Les patients traités pour un cancer et provenant de quartiers pauvres ont de plus grandes chances de mourir prématurément que leurs semblables plus riches, selon une nouvelle étude portant sur un problème qui persiste malgré l'accès universel aux soins de santé au Canada.



Beaucoup d'études sur le sujet, notamment aux États-Unis, expliquaient cette disparité déjà observée par le retard que prenaient les patients les moins aisés dans le dépistage de leur cancer, laissant plus de temps à la maladie de se développer. Au contraire, cette étude menée en Ontario n'a pas déterminé qu'il s'agissait d'une cause de cette distorsion.

«Je crois que plusieurs d'entre nous attribuaient beaucoup plus d'importance à l'état du cancer au moment du diagnostic et cette étude vient démontrer que non, ce n'est pas le problème majeur», a affirmé Heather Chappell, gestionnaire principale de la lutte contre le cancer à la Société canadienne du cancer.

Selon Mme Chappell, cette étude montre que la communauté médicale et les chercheurs doivent continuer de travailler afin de trouver les causes de la disparité entre les taux de survie des riches et des pauvres.

«Il existe encore une disparité dans les taux de survie. Nous devons oeuvrer afin de trouver l'explication et corriger cette différence», a ajouté Christopher Booth, chercheur responsable du Cancer Research Institute de l'Université Queen's.

L'étude a été publiée lundi dans «Cancer», le journal de l'American Cancer Society.

Les chercheurs ont observé les revenus des ménages trouvés dans le recensement canadien et ont utilisé le Registre d'inscription des cas de cancer de l'Ontario afin d'identifier les patients diagnostiqués d'un cancer entre 2003 et 2007.

La probabilité pour une femme d'une communauté démunie d'être encore vivante cinq ans après un diagnostic de cancer du sein était de 77 pour cent, contre 84 pour cent pour une femme venant d'un milieu plus aisé.

Cinquante-deux pour cent des patients de groupes socio-économiques pauvres atteints d'un cancer colorectal étaient toujours en vie cinq ans après le diagnostic. La probabilité grimpe à 60 pour cent pour les patients plus riches.

«Il s'agit de différences importantes et significatives», a soutenu M. Booth en entrevue à partir de Kingston, en Ontario.

«Si nous avions une forme de chimiothérapie ou d'un autre traitement contre le cancer qui permettait une amélioration du taux de survie, après cinq ans, de sept, huit, neuf pour cent - le type de différences entre les catégorie socio-économiques dans l'étude - ce serait une percée énorme».

Quant au fait qu'il n'existait que de petites différences dans le stade auquel les cancers sont diagnostiqués, le chercheur a émis l'hypothèse qu'il pouvait s'agir de l'une des retombées du système de santé universel canadien, qui permet aux patients de toutes les sphères économiques d'accéder aux tests de dépistage et à des spécialistes.

Avec l'explication du stade de cancer au moment du diagnostic en grande partie écartée, la question est maintenant de comprendre ce qui peut causer cet écart bien réel dans les taux de survie.

«Si ce n'est pas le stade de la maladie, alors quelle est la cause? Il existe de nombreux facteurs, alors il se pourrait que ce soit au niveau de la tumeur. Il se pourrait que des individus de différents milieux aient une forme plus aggressive de la maladie. Il se pourrait que d'autres aspects de la santé soient liés au statut socio-économique», a lancé M. Booth.

Mme Chappell a manifesté son accord, notant que les personnes plus démunies souffraient de plus d'autres maladies, qui elles pourraient avoir un impact sur leur traitement. La proportion de fumeurs et le coût des médicaments pourraient aussi désavantager les catégories les plus pauvres, selon elle.

[Entrées fournies]
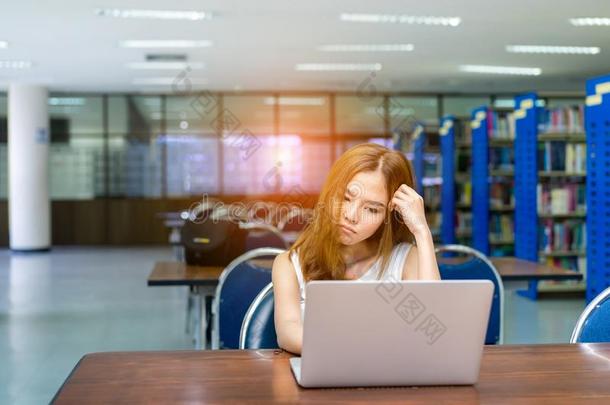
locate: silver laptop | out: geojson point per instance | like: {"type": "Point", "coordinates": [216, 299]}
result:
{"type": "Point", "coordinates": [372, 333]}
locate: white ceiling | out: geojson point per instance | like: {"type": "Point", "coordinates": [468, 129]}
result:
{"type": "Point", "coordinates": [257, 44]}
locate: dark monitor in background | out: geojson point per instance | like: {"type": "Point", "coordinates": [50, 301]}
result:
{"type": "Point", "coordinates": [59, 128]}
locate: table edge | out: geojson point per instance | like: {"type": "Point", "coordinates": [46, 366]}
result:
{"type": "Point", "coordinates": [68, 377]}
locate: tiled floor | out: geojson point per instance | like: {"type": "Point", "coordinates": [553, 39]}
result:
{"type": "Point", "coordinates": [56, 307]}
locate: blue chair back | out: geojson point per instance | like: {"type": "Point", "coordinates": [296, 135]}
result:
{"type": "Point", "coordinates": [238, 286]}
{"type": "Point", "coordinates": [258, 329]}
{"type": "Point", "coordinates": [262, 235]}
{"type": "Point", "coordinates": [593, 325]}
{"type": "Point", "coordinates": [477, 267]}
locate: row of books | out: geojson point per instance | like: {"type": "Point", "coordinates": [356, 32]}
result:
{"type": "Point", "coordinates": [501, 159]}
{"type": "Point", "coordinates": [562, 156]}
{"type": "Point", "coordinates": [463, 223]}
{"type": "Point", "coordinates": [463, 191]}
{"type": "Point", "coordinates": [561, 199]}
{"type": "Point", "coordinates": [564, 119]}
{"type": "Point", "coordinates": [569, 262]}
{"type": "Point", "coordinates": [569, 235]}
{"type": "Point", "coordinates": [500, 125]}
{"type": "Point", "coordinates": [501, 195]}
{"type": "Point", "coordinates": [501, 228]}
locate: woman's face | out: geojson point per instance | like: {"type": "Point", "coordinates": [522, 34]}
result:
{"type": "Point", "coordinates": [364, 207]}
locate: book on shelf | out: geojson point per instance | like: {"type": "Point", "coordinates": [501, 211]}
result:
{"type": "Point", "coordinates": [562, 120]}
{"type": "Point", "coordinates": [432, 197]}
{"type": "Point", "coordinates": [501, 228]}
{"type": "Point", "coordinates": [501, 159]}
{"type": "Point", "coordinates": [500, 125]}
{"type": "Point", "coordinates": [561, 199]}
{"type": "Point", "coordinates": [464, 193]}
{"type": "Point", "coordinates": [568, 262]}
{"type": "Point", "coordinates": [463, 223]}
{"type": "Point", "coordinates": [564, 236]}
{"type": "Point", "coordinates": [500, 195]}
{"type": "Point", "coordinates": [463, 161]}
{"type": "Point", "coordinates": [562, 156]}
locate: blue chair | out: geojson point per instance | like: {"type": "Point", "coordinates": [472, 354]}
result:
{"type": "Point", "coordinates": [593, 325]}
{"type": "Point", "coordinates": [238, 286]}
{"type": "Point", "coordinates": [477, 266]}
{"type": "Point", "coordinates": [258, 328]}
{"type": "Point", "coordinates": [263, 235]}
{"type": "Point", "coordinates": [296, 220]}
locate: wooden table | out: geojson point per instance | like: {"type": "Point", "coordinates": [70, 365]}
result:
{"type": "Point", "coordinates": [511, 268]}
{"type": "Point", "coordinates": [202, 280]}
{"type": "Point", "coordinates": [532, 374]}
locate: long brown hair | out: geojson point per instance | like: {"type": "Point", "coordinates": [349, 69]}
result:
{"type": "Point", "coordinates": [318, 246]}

---

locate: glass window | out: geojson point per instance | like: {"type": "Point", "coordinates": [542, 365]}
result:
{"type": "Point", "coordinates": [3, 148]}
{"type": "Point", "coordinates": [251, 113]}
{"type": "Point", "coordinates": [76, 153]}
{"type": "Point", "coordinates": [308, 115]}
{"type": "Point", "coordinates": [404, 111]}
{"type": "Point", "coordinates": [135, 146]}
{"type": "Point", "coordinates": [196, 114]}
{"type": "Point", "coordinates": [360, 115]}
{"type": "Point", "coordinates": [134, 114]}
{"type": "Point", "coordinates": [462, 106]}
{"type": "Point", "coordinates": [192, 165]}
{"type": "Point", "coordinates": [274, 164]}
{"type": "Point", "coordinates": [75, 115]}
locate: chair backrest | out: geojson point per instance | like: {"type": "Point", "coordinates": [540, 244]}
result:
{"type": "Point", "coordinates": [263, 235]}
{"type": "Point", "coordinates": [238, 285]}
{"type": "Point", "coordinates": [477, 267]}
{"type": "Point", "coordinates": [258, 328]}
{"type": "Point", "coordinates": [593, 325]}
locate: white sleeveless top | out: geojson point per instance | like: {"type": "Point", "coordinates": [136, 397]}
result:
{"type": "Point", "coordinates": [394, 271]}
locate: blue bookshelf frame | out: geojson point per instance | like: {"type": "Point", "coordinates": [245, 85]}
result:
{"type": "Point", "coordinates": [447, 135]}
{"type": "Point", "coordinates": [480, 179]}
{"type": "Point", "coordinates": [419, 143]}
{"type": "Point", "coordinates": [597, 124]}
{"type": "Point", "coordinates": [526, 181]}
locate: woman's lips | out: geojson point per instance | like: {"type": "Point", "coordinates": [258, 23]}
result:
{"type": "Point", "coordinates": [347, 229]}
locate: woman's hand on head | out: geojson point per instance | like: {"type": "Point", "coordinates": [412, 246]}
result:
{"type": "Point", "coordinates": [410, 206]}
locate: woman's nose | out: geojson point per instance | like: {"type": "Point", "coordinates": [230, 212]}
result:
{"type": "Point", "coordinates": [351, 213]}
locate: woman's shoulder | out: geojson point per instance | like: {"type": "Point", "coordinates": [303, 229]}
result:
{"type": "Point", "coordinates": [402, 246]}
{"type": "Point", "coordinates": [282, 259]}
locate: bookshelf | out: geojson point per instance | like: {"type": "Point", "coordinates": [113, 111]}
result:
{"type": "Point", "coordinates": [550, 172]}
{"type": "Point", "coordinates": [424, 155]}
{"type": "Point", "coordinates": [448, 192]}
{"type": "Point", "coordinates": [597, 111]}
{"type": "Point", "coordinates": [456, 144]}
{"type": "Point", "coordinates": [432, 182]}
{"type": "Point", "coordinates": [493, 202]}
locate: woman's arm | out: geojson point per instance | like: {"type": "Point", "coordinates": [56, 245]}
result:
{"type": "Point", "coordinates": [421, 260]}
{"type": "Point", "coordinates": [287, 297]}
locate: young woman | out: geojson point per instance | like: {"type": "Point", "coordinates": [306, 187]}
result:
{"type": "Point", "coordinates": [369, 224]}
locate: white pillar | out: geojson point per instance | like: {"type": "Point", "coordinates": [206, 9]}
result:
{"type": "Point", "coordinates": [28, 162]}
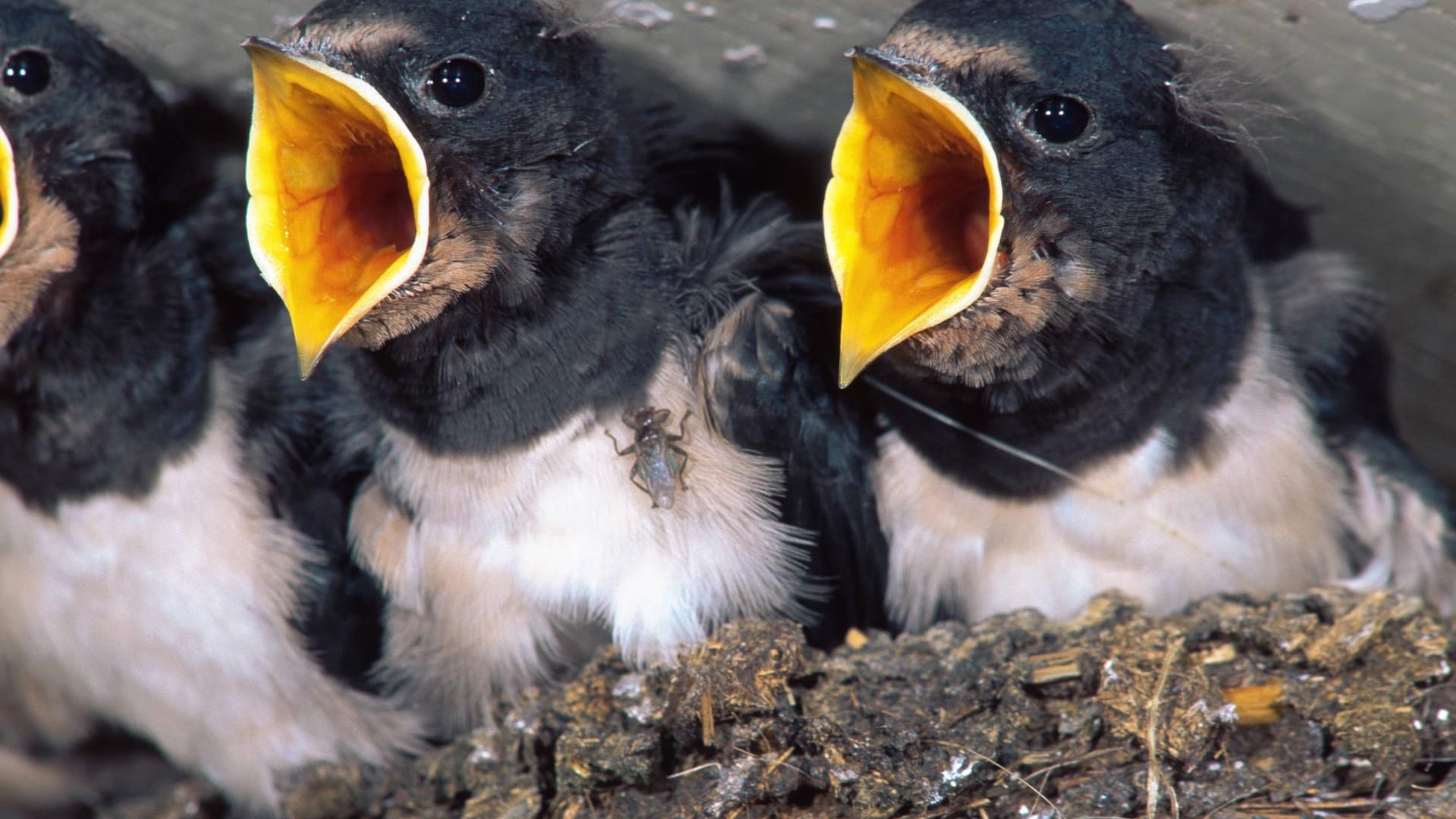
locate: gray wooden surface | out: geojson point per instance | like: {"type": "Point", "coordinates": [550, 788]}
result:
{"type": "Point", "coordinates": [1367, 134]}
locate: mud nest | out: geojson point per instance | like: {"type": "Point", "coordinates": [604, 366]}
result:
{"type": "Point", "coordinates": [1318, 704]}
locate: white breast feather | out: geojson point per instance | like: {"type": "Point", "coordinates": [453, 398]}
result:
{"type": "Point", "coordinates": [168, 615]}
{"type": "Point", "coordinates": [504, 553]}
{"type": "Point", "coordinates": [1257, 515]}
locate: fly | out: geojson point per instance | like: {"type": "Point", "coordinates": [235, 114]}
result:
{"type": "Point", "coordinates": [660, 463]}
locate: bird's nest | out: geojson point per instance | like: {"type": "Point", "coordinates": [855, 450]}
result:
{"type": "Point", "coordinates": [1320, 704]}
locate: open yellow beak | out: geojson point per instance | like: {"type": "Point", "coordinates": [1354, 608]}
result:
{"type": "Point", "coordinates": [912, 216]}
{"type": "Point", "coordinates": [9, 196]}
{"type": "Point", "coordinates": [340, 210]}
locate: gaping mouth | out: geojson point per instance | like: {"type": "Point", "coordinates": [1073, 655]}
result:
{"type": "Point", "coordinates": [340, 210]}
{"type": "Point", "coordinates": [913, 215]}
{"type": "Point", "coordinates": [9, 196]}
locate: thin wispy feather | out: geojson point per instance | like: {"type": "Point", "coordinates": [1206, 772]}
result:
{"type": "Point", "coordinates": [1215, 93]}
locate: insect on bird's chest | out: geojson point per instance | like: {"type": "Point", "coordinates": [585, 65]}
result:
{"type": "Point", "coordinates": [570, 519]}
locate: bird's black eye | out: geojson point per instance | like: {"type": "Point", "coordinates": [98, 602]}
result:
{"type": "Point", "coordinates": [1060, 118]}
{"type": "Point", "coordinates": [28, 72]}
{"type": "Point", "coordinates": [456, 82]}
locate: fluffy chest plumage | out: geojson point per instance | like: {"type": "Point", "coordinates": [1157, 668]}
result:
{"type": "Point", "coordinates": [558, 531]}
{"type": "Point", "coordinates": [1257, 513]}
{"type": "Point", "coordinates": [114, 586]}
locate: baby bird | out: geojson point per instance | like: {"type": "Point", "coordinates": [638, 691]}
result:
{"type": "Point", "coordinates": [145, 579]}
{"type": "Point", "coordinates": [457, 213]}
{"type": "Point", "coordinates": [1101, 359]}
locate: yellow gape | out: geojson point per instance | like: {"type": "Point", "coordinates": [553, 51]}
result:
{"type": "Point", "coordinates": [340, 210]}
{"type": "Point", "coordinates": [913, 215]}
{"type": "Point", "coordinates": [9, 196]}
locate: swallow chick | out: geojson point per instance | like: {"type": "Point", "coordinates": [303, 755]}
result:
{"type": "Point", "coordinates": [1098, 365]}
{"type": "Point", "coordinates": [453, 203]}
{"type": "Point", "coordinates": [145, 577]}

==

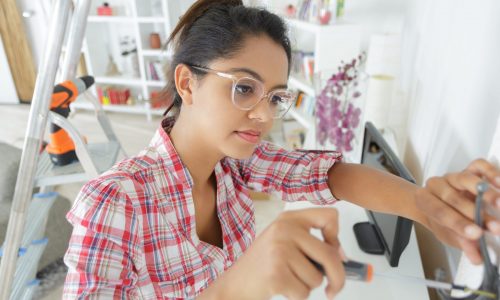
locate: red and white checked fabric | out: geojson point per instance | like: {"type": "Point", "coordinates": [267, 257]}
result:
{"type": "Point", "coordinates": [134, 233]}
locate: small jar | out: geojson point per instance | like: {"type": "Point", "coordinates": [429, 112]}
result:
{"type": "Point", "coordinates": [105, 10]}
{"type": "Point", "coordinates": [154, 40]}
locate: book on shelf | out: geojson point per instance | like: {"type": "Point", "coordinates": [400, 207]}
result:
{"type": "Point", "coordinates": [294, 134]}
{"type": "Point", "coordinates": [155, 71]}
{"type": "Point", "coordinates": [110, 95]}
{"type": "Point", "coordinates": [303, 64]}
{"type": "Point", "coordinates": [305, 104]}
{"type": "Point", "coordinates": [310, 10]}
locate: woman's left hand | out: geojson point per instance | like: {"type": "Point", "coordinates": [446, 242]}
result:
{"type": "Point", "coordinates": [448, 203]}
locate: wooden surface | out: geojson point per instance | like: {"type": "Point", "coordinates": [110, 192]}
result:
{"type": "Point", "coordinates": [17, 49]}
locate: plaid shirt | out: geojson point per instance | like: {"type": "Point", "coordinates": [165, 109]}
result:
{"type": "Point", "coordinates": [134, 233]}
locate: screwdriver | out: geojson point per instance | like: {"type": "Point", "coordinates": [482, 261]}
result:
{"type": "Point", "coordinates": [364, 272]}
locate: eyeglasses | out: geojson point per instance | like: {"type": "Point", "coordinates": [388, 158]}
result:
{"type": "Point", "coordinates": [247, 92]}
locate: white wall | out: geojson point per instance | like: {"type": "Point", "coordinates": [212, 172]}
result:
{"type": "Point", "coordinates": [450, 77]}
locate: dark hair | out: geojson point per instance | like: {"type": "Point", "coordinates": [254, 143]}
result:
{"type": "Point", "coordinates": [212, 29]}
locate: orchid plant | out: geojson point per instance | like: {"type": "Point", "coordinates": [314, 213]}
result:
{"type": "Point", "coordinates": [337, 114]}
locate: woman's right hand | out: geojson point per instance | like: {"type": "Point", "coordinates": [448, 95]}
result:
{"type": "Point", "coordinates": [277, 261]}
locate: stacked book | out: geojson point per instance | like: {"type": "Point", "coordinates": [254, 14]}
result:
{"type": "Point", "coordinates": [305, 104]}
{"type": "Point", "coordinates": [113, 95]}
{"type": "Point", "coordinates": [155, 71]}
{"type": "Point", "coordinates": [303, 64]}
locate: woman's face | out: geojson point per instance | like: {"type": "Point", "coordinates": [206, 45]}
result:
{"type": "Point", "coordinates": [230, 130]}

[Ce qu'il faut faire] Recopiez mot pour mot, dans l'article sur la survie au cancer selon le revenu, tout le passage qui va de « L'étude a été » jusqu'à « 2003 et 2007. ».

[Zone de réponse]
L'étude a été publiée lundi dans «Cancer», le journal de l'American Cancer Society.

Les chercheurs ont observé les revenus des ménages trouvés dans le recensement canadien et ont utilisé le Registre d'inscription des cas de cancer de l'Ontario afin d'identifier les patients diagnostiqués d'un cancer entre 2003 et 2007.